-- Exercise instructions --
Can you extract every one of the records below and reproduce each one in full, character for character, with every line in its original order?

begin Records shown

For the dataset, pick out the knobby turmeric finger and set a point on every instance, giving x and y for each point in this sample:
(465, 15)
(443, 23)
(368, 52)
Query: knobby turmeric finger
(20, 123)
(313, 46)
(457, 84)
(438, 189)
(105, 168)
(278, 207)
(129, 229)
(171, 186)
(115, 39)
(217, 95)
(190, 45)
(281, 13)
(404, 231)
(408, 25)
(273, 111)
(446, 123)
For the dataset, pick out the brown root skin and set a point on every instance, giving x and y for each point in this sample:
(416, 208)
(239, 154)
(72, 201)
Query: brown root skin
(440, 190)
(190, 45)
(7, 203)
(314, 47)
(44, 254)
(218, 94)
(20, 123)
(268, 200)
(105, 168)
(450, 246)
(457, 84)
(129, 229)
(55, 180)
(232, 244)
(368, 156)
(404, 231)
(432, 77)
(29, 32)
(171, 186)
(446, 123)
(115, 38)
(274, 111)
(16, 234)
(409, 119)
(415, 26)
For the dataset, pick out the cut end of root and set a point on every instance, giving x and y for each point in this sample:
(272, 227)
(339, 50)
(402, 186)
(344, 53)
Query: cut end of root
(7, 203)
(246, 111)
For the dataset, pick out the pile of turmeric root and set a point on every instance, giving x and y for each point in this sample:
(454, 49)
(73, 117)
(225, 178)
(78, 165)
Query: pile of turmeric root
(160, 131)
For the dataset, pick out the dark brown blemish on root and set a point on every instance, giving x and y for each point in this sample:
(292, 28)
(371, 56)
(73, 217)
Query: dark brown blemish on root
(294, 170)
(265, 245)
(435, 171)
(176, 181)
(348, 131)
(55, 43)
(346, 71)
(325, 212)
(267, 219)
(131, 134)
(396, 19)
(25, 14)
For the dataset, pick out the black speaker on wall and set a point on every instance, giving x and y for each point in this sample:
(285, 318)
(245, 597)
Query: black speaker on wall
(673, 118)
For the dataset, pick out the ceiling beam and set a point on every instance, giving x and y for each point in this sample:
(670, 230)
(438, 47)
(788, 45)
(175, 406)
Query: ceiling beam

end Records shown

-- Exercise response --
For the dataset, pick out the knobby turmeric finger and set a point on every instance, giving x and y for each point in this sample:
(465, 15)
(443, 23)
(368, 52)
Query: knobby turmeric finger
(20, 123)
(313, 46)
(457, 84)
(438, 189)
(105, 168)
(278, 207)
(129, 229)
(171, 186)
(115, 39)
(217, 95)
(190, 45)
(281, 13)
(404, 231)
(408, 25)
(273, 111)
(446, 123)
For the dataset, pick out the brown root skin and set a point on every instance, giving x and y for each point in this sample:
(416, 208)
(239, 154)
(72, 201)
Query: brown root skin
(440, 190)
(190, 45)
(7, 203)
(314, 47)
(44, 254)
(218, 94)
(20, 123)
(268, 200)
(105, 168)
(450, 246)
(457, 84)
(129, 229)
(55, 180)
(232, 244)
(368, 156)
(404, 231)
(432, 77)
(29, 32)
(171, 186)
(446, 123)
(115, 38)
(274, 111)
(16, 234)
(409, 119)
(415, 26)
For the dataset, pick out the cut end of root and set a point on every instance, giving x and y for each point in this sample:
(272, 227)
(339, 50)
(402, 186)
(344, 53)
Query: cut end of root
(7, 203)
(246, 111)
For the dataset, pick out the pile of turmeric root and set a point on every instance, giving x and y for each point in this sample:
(454, 49)
(73, 117)
(225, 178)
(78, 165)
Query: pile of turmeric root
(160, 131)
For the dataset, pick out the dark brown blemish on root and set a point on every instance, giving x and y for each point in this sample:
(292, 28)
(371, 56)
(73, 217)
Query: dark brown blemish on root
(294, 170)
(265, 245)
(435, 171)
(176, 181)
(348, 131)
(55, 43)
(346, 71)
(325, 212)
(267, 219)
(131, 134)
(396, 19)
(25, 14)
For the dataset, pick out the black speaker on wall and set a point on every instance, giving x and y for each point in this sample:
(285, 318)
(245, 597)
Query: black speaker on wall
(673, 118)
For the dataset, pick out the ceiling beam and set a point on every instance, giving x and y for each point in this sample:
(670, 230)
(438, 47)
(788, 45)
(175, 406)
Query: ceiling beam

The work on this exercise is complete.